INSTRUCTIONS FOR THE TASK — Format the records in the stretch from the line containing "the white satellite" through the line containing "point(128, 218)" as a two-column CSV with the columns input and output. Give one row per record, with its text under input and its answer under output, each value in one quoted field and line breaks turned into spaces.

Location identification entries —
○ ○ ○ ○ ○ ○ ○

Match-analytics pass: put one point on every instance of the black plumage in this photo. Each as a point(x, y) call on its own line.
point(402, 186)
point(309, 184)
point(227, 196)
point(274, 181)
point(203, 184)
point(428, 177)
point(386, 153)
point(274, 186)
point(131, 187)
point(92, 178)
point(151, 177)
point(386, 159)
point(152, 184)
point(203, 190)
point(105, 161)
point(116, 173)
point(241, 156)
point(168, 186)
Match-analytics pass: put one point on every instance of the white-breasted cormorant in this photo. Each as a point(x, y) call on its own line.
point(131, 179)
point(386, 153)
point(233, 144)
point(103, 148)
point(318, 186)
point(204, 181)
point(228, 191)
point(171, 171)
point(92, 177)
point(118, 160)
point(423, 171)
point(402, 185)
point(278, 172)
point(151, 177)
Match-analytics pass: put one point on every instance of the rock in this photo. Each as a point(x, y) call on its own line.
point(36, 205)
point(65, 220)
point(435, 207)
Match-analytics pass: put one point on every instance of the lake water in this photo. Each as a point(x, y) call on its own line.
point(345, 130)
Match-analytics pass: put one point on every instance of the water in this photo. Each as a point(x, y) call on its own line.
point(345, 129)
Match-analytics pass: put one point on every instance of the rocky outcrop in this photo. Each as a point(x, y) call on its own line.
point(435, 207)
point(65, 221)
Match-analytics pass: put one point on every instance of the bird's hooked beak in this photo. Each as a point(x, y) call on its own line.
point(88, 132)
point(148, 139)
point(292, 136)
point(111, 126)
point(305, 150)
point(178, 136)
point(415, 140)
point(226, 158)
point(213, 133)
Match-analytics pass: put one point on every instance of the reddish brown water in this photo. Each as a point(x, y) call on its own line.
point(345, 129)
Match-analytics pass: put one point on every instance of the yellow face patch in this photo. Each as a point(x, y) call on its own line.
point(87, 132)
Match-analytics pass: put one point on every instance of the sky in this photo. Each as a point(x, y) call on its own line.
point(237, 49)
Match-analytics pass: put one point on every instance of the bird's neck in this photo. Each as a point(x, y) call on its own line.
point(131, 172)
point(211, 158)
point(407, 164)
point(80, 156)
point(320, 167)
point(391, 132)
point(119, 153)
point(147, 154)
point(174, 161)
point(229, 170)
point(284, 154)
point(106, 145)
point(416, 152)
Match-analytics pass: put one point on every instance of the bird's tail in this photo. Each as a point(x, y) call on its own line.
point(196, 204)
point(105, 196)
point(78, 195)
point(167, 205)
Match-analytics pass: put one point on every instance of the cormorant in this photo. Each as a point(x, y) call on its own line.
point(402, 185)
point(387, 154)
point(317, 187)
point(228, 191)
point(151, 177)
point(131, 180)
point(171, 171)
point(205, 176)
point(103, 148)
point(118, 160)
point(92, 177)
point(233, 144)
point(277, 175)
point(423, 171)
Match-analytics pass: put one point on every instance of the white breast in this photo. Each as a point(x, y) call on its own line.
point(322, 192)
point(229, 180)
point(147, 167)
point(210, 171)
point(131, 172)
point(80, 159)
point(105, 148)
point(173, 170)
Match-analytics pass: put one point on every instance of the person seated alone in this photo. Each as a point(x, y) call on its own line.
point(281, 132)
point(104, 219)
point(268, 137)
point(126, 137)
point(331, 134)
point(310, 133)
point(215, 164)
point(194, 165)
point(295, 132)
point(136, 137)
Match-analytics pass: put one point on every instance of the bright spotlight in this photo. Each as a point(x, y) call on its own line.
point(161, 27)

○ ○ ○ ○ ○ ○ ○

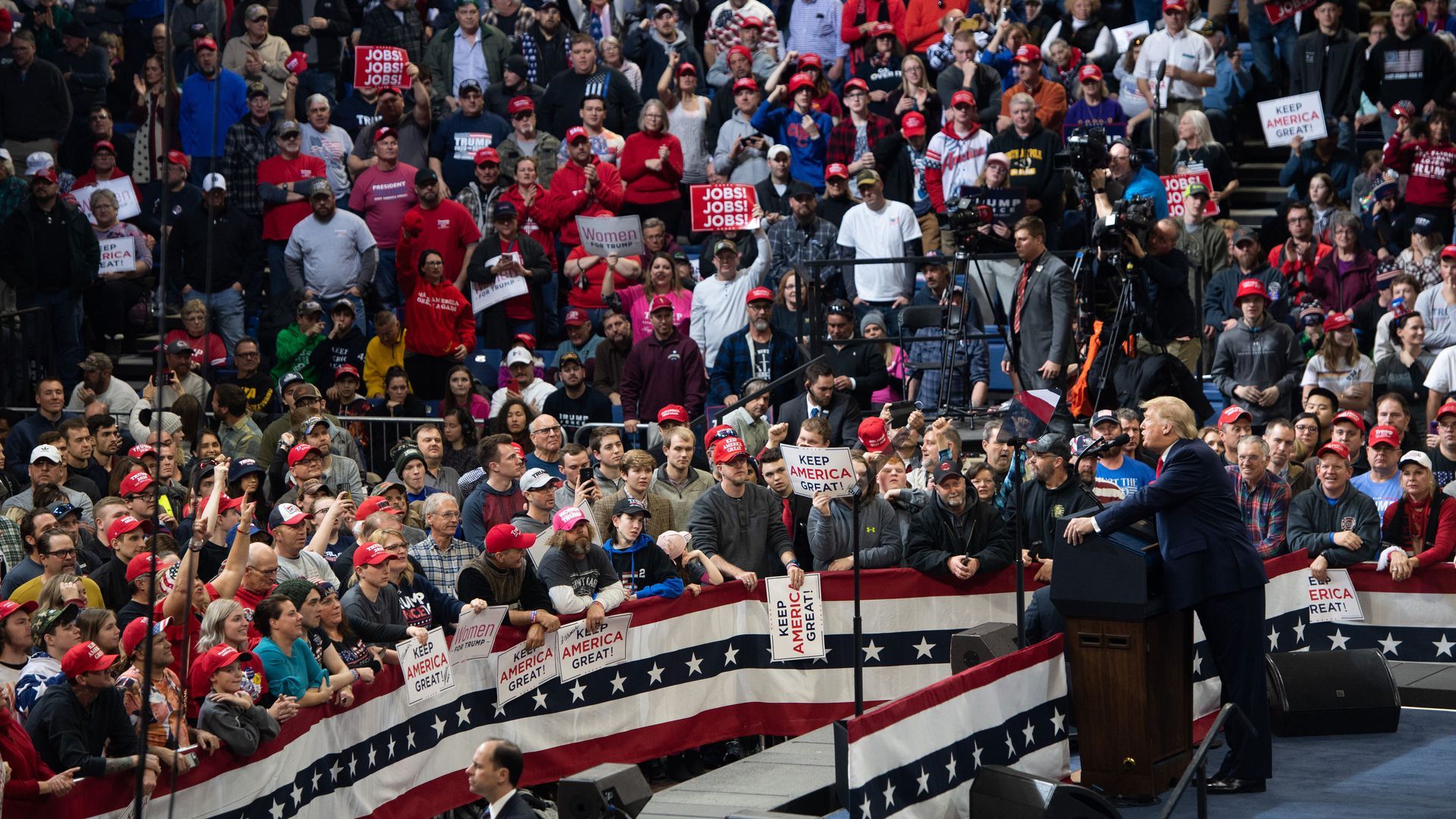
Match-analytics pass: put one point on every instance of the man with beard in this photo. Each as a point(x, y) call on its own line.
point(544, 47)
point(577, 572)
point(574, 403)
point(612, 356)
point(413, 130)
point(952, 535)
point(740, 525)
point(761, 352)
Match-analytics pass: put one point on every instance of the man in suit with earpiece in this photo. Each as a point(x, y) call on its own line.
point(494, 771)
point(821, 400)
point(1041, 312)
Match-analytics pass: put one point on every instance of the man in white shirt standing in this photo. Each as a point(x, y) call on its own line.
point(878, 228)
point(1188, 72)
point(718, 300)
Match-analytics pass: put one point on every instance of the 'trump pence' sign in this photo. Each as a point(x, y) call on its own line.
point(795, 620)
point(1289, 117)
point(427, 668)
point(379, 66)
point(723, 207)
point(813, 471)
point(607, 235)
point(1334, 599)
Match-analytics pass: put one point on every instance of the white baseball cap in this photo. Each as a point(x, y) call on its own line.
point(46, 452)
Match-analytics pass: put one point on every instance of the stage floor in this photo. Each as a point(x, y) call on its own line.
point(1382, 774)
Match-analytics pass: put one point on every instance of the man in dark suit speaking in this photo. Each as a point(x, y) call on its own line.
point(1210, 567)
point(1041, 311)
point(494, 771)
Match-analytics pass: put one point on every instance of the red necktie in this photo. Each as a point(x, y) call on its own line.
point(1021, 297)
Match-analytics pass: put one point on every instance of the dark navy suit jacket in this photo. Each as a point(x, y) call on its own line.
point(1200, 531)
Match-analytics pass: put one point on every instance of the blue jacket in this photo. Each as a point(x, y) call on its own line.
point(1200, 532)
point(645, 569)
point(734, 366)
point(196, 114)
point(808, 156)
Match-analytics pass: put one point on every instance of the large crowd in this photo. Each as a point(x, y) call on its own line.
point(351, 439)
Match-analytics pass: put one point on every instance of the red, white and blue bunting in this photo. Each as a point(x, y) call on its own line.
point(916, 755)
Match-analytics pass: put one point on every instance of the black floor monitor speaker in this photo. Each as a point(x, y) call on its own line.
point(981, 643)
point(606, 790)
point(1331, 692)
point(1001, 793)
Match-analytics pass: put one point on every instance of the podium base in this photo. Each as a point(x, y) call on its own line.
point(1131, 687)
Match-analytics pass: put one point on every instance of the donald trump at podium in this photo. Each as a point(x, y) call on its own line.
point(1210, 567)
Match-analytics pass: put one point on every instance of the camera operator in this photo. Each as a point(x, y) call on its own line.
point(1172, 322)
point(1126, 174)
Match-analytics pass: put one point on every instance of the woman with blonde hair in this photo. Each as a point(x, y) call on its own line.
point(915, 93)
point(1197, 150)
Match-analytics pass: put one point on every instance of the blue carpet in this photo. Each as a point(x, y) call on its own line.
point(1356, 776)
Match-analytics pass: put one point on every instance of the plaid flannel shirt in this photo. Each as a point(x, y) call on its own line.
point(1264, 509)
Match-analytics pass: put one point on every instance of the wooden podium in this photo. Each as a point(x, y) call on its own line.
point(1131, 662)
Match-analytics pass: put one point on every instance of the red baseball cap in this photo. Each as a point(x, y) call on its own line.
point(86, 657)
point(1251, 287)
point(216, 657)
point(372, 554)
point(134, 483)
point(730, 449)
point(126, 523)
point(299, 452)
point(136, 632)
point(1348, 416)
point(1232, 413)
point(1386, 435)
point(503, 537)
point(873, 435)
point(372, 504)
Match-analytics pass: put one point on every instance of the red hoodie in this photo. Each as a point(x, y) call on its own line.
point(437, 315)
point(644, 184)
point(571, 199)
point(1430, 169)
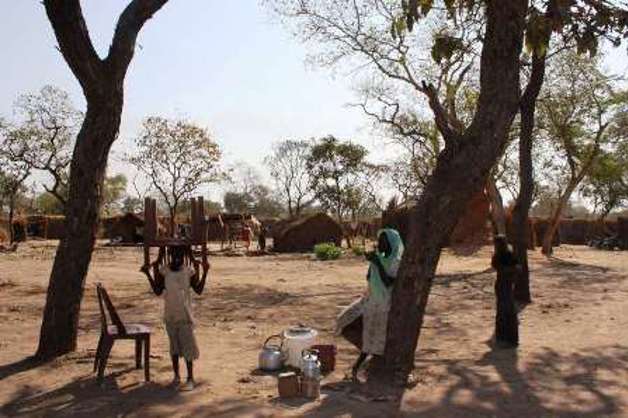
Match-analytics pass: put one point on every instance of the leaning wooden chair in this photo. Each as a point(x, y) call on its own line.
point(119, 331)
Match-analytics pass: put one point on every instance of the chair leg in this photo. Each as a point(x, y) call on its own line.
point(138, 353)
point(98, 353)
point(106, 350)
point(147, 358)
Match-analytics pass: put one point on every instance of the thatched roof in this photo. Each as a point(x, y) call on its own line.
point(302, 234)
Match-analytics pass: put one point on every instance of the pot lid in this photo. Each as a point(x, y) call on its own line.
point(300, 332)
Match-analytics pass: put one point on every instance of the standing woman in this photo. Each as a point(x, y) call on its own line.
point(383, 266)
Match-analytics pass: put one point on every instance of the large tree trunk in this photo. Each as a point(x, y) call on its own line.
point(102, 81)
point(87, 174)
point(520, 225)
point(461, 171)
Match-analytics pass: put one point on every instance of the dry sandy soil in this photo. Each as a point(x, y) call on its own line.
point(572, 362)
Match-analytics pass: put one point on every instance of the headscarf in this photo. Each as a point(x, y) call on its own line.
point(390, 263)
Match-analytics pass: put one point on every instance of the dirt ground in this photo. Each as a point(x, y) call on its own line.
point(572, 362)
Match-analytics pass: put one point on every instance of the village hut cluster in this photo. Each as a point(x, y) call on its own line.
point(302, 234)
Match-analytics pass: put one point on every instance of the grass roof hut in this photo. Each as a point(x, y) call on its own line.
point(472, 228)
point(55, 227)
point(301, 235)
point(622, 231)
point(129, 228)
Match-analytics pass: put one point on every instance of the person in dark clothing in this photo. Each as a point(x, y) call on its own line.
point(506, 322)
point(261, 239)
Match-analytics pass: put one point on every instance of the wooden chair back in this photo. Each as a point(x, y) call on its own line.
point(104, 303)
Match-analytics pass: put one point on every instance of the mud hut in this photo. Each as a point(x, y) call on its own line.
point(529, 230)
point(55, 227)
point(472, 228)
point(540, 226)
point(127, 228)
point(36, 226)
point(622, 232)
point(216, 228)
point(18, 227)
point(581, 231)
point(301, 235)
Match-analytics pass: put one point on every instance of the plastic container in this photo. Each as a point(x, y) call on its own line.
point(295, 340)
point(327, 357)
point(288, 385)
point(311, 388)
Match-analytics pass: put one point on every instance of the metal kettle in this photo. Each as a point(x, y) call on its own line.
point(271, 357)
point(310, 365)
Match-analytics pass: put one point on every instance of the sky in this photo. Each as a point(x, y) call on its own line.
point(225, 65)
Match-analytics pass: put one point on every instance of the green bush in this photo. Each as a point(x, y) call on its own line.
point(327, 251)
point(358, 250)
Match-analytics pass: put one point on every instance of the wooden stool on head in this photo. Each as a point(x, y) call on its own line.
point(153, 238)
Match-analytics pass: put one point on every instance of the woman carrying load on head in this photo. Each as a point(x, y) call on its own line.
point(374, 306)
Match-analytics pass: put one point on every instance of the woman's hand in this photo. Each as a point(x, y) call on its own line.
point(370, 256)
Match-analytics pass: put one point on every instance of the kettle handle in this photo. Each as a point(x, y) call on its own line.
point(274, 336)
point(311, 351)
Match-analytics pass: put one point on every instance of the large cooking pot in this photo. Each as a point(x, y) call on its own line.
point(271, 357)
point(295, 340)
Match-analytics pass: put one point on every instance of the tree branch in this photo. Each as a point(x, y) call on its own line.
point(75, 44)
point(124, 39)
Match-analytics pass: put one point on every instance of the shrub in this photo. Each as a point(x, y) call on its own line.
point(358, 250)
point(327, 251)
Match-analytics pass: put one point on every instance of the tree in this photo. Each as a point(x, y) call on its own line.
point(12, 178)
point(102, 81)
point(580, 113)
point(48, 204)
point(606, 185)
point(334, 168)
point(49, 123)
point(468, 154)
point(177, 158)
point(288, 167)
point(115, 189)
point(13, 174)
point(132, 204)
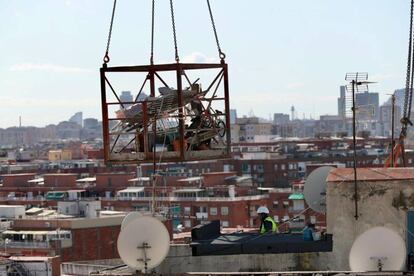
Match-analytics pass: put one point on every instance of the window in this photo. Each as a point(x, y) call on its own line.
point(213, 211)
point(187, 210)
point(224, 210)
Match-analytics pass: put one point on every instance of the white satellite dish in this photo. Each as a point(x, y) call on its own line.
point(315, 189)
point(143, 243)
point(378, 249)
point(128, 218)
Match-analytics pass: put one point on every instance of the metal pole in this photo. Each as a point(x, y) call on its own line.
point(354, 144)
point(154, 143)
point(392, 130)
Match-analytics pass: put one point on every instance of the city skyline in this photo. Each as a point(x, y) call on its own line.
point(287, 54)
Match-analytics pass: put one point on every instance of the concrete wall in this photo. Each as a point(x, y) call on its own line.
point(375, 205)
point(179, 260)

○ ○ ○ ○ ○ ○ ○

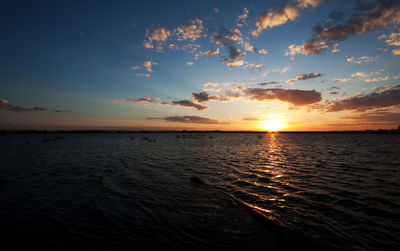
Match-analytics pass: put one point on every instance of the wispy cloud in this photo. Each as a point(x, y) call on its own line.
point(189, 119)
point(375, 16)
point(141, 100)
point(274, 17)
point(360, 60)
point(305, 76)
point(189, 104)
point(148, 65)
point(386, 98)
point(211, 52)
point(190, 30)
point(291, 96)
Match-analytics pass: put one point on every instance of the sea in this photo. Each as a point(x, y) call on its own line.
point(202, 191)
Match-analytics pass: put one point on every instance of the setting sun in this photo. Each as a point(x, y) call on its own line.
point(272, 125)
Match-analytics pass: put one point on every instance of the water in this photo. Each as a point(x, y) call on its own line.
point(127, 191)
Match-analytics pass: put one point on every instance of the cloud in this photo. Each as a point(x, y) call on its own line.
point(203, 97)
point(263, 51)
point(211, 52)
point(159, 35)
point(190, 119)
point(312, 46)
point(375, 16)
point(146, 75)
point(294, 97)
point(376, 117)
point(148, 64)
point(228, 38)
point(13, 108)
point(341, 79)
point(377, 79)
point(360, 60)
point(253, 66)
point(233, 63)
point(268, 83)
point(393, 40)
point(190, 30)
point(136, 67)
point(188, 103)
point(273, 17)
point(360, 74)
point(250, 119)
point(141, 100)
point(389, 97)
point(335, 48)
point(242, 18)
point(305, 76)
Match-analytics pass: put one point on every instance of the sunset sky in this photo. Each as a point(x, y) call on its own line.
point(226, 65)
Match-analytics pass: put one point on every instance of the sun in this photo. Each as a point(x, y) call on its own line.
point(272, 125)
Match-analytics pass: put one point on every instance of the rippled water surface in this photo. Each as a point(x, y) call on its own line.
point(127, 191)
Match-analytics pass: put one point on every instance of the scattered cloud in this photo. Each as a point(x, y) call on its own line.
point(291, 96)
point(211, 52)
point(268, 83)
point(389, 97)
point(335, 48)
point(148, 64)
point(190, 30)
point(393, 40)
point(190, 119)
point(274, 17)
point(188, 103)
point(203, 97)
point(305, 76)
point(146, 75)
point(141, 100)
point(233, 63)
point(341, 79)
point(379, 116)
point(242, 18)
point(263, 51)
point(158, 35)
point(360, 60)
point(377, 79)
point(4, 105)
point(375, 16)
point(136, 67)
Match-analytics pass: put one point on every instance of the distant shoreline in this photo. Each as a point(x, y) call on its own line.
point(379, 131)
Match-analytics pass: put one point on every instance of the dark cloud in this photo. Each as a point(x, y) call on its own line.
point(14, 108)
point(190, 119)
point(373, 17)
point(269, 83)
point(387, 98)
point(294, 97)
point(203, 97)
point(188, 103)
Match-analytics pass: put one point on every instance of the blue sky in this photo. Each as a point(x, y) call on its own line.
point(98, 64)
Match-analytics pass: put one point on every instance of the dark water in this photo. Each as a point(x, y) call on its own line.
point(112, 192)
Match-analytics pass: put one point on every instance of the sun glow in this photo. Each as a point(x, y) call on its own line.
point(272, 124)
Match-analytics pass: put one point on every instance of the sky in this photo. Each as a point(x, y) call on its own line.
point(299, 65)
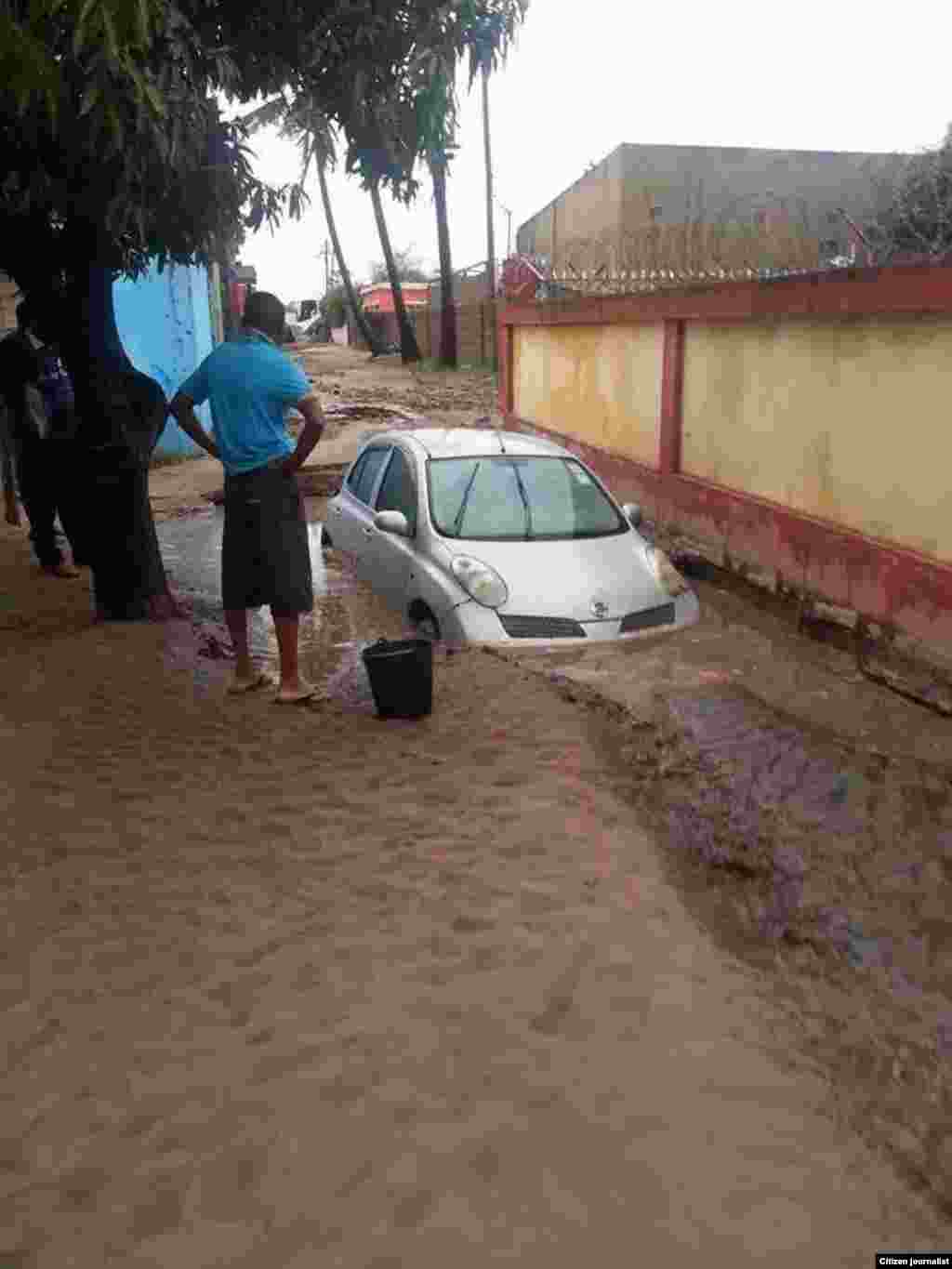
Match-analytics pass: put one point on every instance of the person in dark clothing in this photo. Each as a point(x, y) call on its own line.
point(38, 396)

○ ○ ○ ○ ○ ○ ○

COMPLETE ANSWER —
input,output
"Match-analytics pass: put one point on every instance of the white satellite dish in this photo. Each as a point(x, y) call on its own line.","point(315, 189) point(143, 243) point(378, 249) point(128, 218)"